読む文章 ▸
____________________

当院では胃カメラ、大腸カメラ、腹部超音波検査を受けていただくことが可能です。また近隣の検査機関、総合病院と連携しCT検査の予約をおとりします。
消化器領域のがん
- 食道がん
- 胃がん
- 大腸がん
- 肝臓がん
- 胆のうがん
- 胆管がん
- 膵がん
- 消化管間葉系腫瘍(GIST)
- 神経内分泌腫瘍
- 悪性リンパ腫 など
消化器内科の検査
胃カメラ
上部消化管内視鏡検査、よく「胃カメラ」と言われている検査です。胃カメラでは食道、胃、十二指腸の途中までを観察し、病気の診断をおこないます。胃カメラというと、「痛い」、「苦しい」といったイメージをお持ちの方が多いと思います。実際にカメラがのどの奥に触れるとのどの反射により吐き気やおう吐がおこります。
過去に辛くて苦しい胃カメラを体験された方もおられると思いますが、近年の内視鏡機材、技術は格段に進歩しており、苦痛も少なく、より精密な検査を行うことが可能となっています。当院ではご希望のある方に、検査時鎮静薬を使用いたします。
大腸カメラ
大腸カメラではカメラをおしりの穴から盲腸まで挿入し、カメラを抜きながら、結腸、直腸(結腸と直腸をあわせて大腸といいます)を観察し、病気の診断をおこないます。大腸カメラというと、「下剤が大変」、「痛い」、「なんだか恥ずかしい」といったイメージをお持ちの方が多いと思います。
実際に下剤を服用して、大腸が空っぽにならないと検査はできません。大腸を空っぽにするほどの下剤なため、飲む量も多く、けっして飲みやすいものではありません。ですが近年、大腸がんの患者さんは増加しており、日本のがんの死亡率をみると、男性では第三位、女性では第一位となっています。少しでも気になる症状や検査結果異常がある方は積極的に受けることで早期発見につながっていきます。また当院ではプライバシーの配慮には最大限に努めて検査をおこなっていきます。

____________________

やること ▸
• a. 上の消化器の検査についての文章のうち、「過去に辛くて苦しい胃カメラを」から「て検査をおこなっていきます。」までを全部、一字一句そのまま書き写してください。
• b. 上の消化器の検査についての文章を、最後の文のあとから続けて書き進めてください。

抜き出したデータ ▸
____________________

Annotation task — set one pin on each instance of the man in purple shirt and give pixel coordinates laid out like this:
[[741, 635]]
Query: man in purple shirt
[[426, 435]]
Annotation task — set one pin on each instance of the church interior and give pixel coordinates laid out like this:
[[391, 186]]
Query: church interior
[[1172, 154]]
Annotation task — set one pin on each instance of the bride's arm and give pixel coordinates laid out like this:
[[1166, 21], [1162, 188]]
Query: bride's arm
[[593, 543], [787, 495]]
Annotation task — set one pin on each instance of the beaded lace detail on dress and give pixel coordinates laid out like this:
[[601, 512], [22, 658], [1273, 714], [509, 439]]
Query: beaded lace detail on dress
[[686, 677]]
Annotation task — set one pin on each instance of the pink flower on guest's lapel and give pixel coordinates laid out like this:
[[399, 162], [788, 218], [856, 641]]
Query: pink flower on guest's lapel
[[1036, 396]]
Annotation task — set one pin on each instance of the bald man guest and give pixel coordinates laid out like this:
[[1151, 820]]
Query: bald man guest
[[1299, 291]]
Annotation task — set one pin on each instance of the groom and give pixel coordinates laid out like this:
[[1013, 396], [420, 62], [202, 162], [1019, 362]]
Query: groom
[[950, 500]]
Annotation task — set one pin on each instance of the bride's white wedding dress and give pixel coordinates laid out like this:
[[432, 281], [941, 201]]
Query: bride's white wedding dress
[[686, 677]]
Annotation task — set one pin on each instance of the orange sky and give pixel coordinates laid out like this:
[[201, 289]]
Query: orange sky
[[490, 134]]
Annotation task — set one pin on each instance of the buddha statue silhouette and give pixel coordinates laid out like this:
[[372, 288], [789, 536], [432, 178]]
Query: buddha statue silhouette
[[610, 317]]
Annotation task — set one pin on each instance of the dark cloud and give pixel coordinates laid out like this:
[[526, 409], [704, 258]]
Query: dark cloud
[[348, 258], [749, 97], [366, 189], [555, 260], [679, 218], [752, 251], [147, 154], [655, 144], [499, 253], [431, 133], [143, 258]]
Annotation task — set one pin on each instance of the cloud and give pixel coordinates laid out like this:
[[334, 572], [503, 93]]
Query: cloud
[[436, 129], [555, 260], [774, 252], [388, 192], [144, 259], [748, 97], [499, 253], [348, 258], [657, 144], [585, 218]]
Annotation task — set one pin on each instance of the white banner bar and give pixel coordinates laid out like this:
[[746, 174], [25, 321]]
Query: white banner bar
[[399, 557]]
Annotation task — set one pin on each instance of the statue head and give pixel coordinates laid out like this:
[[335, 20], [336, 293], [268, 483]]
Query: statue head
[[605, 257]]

____________________

練習の結果 ▸
• a.
過去に辛くて苦しい胃カメラを体験された方もおられると思いますが、近年の内視鏡機材、技術は格段に進歩しており、苦痛も少なく、より精密な検査を行うことが可能となっています。当院ではご希望のある方に、検査時鎮静薬を使用いたします。
大腸カメラ
大腸カメラではカメラをおしりの穴から盲腸まで挿入し、カメラを抜きながら、結腸、直腸(結腸と直腸をあわせて大腸といいます)を観察し、病気の診断をおこないます。大腸カメラというと、「下剤が大変」、「痛い」、「なんだか恥ずかしい」といったイメージをお持ちの方が多いと思います。
実際に下剤を服用して、大腸が空っぽにならないと検査はできません。大腸を空っぽにするほどの下剤なため、飲む量も多く、けっして飲みやすいものではありません。ですが近年、大腸がんの患者さんは増加しており、日本のがんの死亡率をみると、男性では第三位、女性では第一位となっています。少しでも気になる症状や検査結果異常がある方は積極的に受けることで早期発見につながっていきます。また当院ではプライバシーの配慮には最大限に努めて検査をおこなっていきます。

• b.
検査中、大腸カメラではカメラをいれる際に大腸が伸び、観察のときには大腸の中を広げるため、お腹が張ったり、痛くなったります。しかし近年の内視鏡機材、技術は格段に進歩しており、従来に比べ痛みの少ない最新の内視鏡、おなかの張りを抑える炭酸ガス送気装置を完備し、経験豊富な内視鏡専門医が検査をおこなうことで苦痛も少なく、より精密な検査をおこないます。当院ではご希望のある方に、検査時鎮静薬を使用いたします。
腹部エコー検査
腹部エコー検査 この検査では、肝臓・胆のう・膵臓(すいぞう)・脾臓(ひぞう)・腎臓・前立腺・膀胱など、胃カメラ・大腸カメラでの観察ができない臓器を診ていきます。腸管のむくみ・炎症の有無を直接観察することが可能です。
胃カメラ・大腸カメラと違い、検査時の苦痛や気持ち悪さがなく、直前の準備(下剤の服用など)も不要なので手軽にできます。加えて、ベッドサイドですぐに開始できる検査のため、とても効率の良い検査方法です。主に腹痛や肝障害の原因を探るときに行います。 腹部エコー検査を行うことによって、胆石や胆のう炎、尿路結石、肝のう胞、膵のう胞などの病気が発見されるケースもあります。